The first crucial theological point established is the difference between life after death and life after life after death. Life after death is what the Bible describes as Heaven—being absent from the body and present with the Lord. However, this is not the end of the story. The Christian faith, unlike the Sadducees’ belief, holds to resurrection, which necessarily involves getting one’s physical body back to live an embodied life on a resurrected Earth. This conviction that our bodies and the physical world matter, and that God is committed to renewal, is foundational to New Testament theology and stands in contrast to the idea of merely escaping to a disembodied heaven.
Jesus’s response highlights the characteristics of this resurrected existence, noting both continuity and discontinuity with the current age. While the resurrected body will retain a recognizable identity (continuity, like Jesus’s scars), it will also be fundamentally transformed, possessing new properties (discontinuity). Most notably, resurrected people will “neither marry nor be given in marriage,” eliminating the societal hierarchy that often elevates married over single people, and highlighting that the deepest desires for connection and intimacy will be fully satisfied by God. Furthermore, resurrected people “can no longer die,” meaning death, the great tyrant, will be utterly conquered.
==============================
* [STATED TASK]
Can you write the next part of the passage on resurrection, starting right after its last sentence? The items below stand apart from the passage on resurrection.

[Bounding box data excerpts]
==============================
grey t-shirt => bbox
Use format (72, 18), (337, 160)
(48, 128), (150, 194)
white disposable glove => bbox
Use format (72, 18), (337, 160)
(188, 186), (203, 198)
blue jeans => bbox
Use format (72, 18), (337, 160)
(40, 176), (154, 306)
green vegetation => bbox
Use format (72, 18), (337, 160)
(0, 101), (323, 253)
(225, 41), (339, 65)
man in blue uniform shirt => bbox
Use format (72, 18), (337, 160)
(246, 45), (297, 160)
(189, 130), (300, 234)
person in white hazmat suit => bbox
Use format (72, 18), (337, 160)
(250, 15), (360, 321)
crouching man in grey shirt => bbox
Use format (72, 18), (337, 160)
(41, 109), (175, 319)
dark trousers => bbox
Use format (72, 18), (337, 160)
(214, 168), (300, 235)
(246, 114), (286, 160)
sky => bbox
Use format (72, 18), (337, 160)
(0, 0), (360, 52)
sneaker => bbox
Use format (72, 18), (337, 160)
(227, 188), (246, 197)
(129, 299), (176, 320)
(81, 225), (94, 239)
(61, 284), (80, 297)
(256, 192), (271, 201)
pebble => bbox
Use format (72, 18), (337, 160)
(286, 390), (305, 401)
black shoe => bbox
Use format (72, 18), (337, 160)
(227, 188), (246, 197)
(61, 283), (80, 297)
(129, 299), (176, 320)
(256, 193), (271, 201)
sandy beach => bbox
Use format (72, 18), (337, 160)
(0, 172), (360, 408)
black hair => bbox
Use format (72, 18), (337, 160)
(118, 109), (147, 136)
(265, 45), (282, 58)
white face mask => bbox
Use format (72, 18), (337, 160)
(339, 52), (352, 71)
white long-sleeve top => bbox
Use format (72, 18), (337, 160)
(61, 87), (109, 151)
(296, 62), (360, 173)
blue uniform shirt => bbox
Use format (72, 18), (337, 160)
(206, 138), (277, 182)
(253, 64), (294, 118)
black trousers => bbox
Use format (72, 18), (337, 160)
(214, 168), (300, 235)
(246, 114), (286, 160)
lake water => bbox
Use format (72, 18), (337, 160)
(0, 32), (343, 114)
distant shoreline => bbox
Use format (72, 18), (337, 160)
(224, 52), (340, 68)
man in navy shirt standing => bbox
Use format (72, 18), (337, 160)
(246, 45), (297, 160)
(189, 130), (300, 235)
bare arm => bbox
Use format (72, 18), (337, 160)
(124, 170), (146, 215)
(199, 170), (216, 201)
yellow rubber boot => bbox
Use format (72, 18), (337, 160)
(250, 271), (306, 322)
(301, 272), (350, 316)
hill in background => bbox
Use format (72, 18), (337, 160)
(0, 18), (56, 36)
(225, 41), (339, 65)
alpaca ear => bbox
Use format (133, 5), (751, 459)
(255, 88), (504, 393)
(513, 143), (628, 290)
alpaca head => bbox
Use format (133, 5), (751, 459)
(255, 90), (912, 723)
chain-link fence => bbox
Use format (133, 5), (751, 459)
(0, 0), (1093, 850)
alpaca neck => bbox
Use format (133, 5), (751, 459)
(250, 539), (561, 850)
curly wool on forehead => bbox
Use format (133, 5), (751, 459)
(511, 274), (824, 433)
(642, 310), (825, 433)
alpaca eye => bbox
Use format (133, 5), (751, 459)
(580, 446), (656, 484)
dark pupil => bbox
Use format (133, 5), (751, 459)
==============================
* [RESPONSE BELOW]
Ultimately, the sermon asks what it means to live today in light of this assured future. McDaniel emphasizes that “worthiness” of the age to come is based not on performance, but on trust and reliance on Jesus. The sermon concludes by stressing the present-tense reality of believers who have died, stating that God is the God of the living, not the dead. This deep assurance that all manner of things will be well at the consummation of the age should compel Christians to embrace their lives, run toward trouble, and work for renewal in the present, because no hardship or brokenness can have the last word.
Listen to the full version here.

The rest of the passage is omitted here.